* [Written task 1]: In the Rust futures question, what is the writer now trying to do that is giving them a hard time with the borrow checker? Answer in one to three sentences.
* [Written task 2]: Reproduce the Rust futures question from "I'm building a" up to and including "the borrow checker.".

Running asynchronous mutable operations with Rust futures

Question

I'm building a service in Rust using tokio-rs and was happy with this tech stack so far. I'm now trying to chain up async operations that includes writes and having a hard time with the borrow checker.

My simplified minimal code sample is this:

extern crate futures; // 0.1.21

use futures::Future;
use std::{cell::RefCell, rc::Rc};

trait RequestProcessor {
    fn prepare(&self) -> Box<Future<Item = (), Error = ()>>;
    fn process(&mut self, request: String) -> Box<Future<Item = (), Error = ()>>;
}

struct Service {
    processor: Rc<RefCell<RequestProcessor>>,
}

impl Service {
    fn serve(&mut self, request: String) -> Box<Future<Item = (), Error = ()>> {
        let processor_clone = self.processor.clone();
        let result_fut = self
            .processor
            .borrow()
            .prepare()
            .and_then(move |_| processor_clone.borrow_mut().process(request));
        Box::new(result_fut)

* [Rows]:
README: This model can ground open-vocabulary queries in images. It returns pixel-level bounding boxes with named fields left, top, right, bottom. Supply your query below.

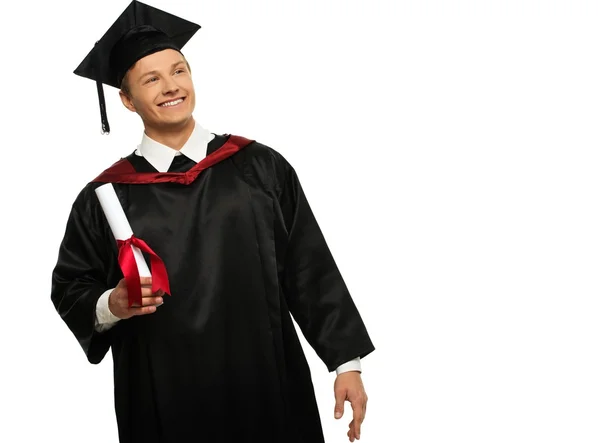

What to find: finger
left=142, top=297, right=162, bottom=306
left=333, top=392, right=346, bottom=419
left=352, top=404, right=363, bottom=438
left=348, top=426, right=356, bottom=441
left=125, top=288, right=154, bottom=308
left=140, top=277, right=152, bottom=286
left=142, top=288, right=154, bottom=298
left=129, top=306, right=156, bottom=315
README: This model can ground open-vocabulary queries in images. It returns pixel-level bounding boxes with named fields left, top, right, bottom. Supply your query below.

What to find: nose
left=162, top=77, right=179, bottom=95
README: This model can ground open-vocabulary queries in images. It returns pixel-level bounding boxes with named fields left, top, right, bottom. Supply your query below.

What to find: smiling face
left=119, top=49, right=196, bottom=132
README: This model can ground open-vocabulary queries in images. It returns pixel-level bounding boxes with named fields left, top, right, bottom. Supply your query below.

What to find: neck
left=144, top=117, right=196, bottom=151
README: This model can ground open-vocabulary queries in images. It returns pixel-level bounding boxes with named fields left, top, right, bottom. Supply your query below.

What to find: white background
left=0, top=0, right=600, bottom=443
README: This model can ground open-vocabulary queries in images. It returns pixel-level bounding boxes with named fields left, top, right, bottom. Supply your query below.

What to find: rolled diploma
left=96, top=183, right=152, bottom=277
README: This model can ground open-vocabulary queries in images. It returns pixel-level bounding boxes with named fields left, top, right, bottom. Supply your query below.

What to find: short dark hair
left=121, top=54, right=192, bottom=97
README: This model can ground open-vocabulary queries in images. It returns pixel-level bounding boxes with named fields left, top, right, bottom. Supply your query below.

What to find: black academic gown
left=52, top=136, right=374, bottom=443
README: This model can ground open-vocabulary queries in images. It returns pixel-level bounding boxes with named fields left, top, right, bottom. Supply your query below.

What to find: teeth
left=160, top=98, right=183, bottom=107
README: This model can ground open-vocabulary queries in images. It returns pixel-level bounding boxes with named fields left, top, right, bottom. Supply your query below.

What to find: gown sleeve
left=51, top=189, right=114, bottom=364
left=277, top=156, right=375, bottom=372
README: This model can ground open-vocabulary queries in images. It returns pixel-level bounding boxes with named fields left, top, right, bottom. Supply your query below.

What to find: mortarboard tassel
left=94, top=41, right=110, bottom=135
left=96, top=80, right=110, bottom=135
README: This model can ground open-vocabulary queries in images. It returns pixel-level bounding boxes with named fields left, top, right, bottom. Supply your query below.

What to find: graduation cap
left=73, top=0, right=200, bottom=134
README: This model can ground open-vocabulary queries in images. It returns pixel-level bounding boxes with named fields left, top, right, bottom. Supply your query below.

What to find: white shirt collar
left=135, top=123, right=215, bottom=172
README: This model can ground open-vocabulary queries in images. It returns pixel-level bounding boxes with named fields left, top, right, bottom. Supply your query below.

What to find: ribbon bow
left=117, top=235, right=171, bottom=307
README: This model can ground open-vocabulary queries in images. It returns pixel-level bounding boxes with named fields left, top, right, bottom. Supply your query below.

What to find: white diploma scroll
left=96, top=183, right=152, bottom=277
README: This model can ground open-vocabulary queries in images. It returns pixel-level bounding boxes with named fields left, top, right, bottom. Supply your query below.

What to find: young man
left=52, top=1, right=374, bottom=443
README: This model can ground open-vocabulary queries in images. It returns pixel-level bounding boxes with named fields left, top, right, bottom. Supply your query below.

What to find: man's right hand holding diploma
left=108, top=277, right=164, bottom=319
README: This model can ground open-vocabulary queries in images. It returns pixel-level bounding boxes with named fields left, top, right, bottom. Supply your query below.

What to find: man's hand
left=108, top=277, right=164, bottom=319
left=333, top=371, right=368, bottom=441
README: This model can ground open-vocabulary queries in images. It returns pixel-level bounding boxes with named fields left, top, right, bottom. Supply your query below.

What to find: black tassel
left=96, top=80, right=110, bottom=134
left=94, top=41, right=110, bottom=135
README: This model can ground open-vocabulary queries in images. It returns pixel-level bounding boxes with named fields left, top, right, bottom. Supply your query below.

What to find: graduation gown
left=51, top=135, right=375, bottom=443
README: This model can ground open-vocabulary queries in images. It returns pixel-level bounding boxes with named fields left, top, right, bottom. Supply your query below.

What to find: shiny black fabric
left=52, top=136, right=374, bottom=443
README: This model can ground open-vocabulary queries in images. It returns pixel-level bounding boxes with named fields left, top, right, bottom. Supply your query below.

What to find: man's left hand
left=333, top=371, right=368, bottom=441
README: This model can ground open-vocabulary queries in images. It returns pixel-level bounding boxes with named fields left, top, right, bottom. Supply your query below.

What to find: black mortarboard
left=74, top=0, right=200, bottom=134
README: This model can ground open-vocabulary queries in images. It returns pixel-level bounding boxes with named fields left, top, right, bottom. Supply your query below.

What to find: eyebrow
left=138, top=60, right=185, bottom=81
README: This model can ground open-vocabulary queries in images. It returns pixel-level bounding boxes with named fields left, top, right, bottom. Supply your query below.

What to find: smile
left=158, top=97, right=185, bottom=108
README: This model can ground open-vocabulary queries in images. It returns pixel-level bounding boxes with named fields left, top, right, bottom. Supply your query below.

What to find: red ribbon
left=117, top=235, right=171, bottom=307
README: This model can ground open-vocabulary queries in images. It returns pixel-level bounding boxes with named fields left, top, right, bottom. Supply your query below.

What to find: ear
left=119, top=91, right=136, bottom=112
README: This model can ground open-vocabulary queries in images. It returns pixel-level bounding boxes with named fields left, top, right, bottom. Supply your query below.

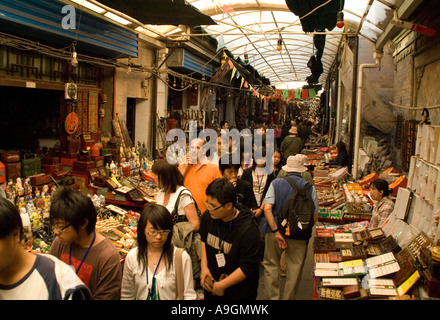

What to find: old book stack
left=313, top=221, right=430, bottom=300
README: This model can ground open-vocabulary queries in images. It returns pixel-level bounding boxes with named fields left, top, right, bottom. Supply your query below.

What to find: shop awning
left=99, top=0, right=216, bottom=27
left=0, top=0, right=138, bottom=58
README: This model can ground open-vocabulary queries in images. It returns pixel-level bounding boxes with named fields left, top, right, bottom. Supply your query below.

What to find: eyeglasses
left=50, top=223, right=72, bottom=233
left=145, top=230, right=171, bottom=237
left=205, top=201, right=223, bottom=212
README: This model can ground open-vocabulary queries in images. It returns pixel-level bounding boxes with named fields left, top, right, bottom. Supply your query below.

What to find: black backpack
left=277, top=177, right=315, bottom=240
left=171, top=188, right=202, bottom=223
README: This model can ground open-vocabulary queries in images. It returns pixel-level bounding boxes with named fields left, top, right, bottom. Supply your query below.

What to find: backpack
left=171, top=189, right=202, bottom=223
left=277, top=177, right=315, bottom=240
left=171, top=189, right=201, bottom=278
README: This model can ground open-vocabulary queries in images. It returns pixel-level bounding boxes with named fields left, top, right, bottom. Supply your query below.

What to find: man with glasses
left=49, top=187, right=122, bottom=300
left=0, top=197, right=91, bottom=300
left=200, top=178, right=261, bottom=300
left=179, top=138, right=222, bottom=212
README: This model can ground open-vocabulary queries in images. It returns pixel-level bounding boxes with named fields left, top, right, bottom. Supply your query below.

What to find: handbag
left=174, top=248, right=184, bottom=300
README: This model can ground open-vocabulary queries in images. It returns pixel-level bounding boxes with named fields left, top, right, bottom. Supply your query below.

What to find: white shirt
left=121, top=248, right=196, bottom=300
left=155, top=186, right=194, bottom=216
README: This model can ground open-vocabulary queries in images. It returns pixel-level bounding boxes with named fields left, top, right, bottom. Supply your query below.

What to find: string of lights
left=0, top=32, right=276, bottom=98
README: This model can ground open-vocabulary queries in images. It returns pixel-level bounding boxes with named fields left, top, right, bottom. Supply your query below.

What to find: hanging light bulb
left=277, top=35, right=283, bottom=51
left=127, top=58, right=132, bottom=73
left=70, top=46, right=78, bottom=67
left=336, top=11, right=345, bottom=29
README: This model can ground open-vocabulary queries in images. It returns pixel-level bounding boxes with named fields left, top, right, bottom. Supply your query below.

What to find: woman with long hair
left=151, top=159, right=200, bottom=232
left=121, top=204, right=196, bottom=300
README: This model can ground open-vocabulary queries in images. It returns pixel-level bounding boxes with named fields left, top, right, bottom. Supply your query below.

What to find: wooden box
left=52, top=170, right=69, bottom=180
left=66, top=139, right=81, bottom=154
left=61, top=157, right=77, bottom=167
left=41, top=156, right=60, bottom=165
left=21, top=157, right=41, bottom=177
left=342, top=285, right=361, bottom=299
left=120, top=165, right=131, bottom=177
left=89, top=168, right=99, bottom=182
left=422, top=270, right=440, bottom=298
left=32, top=182, right=54, bottom=193
left=93, top=175, right=108, bottom=188
left=72, top=172, right=96, bottom=195
left=4, top=162, right=21, bottom=182
left=77, top=154, right=95, bottom=161
left=93, top=156, right=105, bottom=168
left=29, top=173, right=52, bottom=186
left=2, top=152, right=20, bottom=164
left=72, top=161, right=96, bottom=174
left=41, top=163, right=63, bottom=174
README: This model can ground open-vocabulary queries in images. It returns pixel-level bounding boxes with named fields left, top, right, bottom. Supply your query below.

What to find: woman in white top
left=121, top=204, right=196, bottom=300
left=151, top=159, right=200, bottom=232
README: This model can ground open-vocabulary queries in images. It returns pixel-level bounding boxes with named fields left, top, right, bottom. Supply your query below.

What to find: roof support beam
left=376, top=0, right=423, bottom=50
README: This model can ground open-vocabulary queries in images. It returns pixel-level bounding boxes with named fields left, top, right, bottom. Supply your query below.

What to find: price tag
left=215, top=253, right=226, bottom=268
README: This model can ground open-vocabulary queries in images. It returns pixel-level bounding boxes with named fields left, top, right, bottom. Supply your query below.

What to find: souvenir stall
left=0, top=109, right=160, bottom=258
left=313, top=125, right=440, bottom=300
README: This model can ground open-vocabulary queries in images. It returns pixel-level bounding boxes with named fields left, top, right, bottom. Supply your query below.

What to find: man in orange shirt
left=179, top=138, right=222, bottom=213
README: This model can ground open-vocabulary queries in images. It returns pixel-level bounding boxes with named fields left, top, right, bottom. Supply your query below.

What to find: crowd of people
left=0, top=117, right=396, bottom=300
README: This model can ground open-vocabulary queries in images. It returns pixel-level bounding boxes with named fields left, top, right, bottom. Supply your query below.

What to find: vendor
left=330, top=141, right=348, bottom=167
left=370, top=179, right=394, bottom=228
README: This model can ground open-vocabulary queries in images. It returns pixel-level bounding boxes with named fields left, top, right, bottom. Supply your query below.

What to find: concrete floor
left=257, top=226, right=315, bottom=300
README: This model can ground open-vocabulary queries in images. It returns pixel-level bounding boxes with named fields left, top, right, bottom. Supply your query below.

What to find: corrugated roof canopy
left=62, top=0, right=406, bottom=89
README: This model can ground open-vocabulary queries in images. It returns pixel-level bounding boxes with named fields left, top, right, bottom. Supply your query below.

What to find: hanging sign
left=64, top=112, right=79, bottom=134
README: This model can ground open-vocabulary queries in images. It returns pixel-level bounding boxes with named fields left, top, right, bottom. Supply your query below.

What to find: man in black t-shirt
left=200, top=178, right=261, bottom=300
left=219, top=154, right=258, bottom=213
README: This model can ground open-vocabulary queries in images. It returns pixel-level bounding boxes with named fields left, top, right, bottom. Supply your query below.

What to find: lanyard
left=145, top=250, right=163, bottom=298
left=69, top=231, right=96, bottom=274
left=217, top=209, right=237, bottom=253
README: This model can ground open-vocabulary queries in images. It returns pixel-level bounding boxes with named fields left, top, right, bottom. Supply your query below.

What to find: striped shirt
left=0, top=254, right=91, bottom=300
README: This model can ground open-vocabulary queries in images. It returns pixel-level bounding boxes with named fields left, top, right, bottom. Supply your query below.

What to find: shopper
left=179, top=138, right=222, bottom=213
left=330, top=141, right=348, bottom=167
left=370, top=179, right=394, bottom=228
left=200, top=178, right=261, bottom=300
left=121, top=204, right=196, bottom=300
left=241, top=147, right=276, bottom=236
left=273, top=148, right=283, bottom=178
left=49, top=187, right=122, bottom=300
left=263, top=155, right=318, bottom=300
left=151, top=159, right=200, bottom=232
left=151, top=159, right=200, bottom=279
left=281, top=126, right=304, bottom=161
left=277, top=153, right=315, bottom=185
left=0, top=197, right=91, bottom=300
left=219, top=154, right=260, bottom=213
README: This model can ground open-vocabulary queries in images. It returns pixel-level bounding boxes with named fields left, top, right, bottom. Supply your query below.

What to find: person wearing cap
left=281, top=126, right=304, bottom=160
left=263, top=155, right=318, bottom=300
left=276, top=153, right=315, bottom=185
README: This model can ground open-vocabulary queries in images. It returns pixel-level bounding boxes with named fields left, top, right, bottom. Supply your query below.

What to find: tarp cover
left=362, top=74, right=397, bottom=133
left=99, top=0, right=216, bottom=27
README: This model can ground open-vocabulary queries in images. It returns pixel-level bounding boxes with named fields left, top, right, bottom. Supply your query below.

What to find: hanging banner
left=231, top=67, right=237, bottom=81
left=289, top=90, right=295, bottom=99
left=362, top=74, right=397, bottom=133
left=301, top=89, right=309, bottom=99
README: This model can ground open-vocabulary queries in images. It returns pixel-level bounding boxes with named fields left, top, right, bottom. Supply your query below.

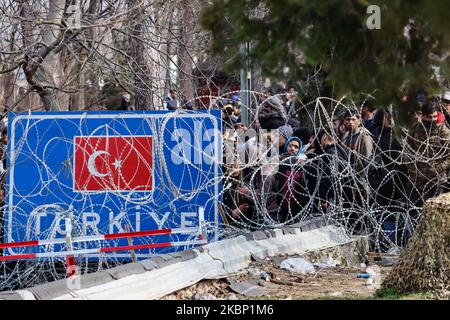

* [Correct output 1]: The writer is trying to chain together asynchronous operations that include writes. The service is built in Rust with tokio-rs.

* [Correct output 2]:
I'm building a service in Rust using tokio-rs and was happy with this tech stack so far. I'm now trying to chain up async operations that includes writes and having a hard time with the borrow checker.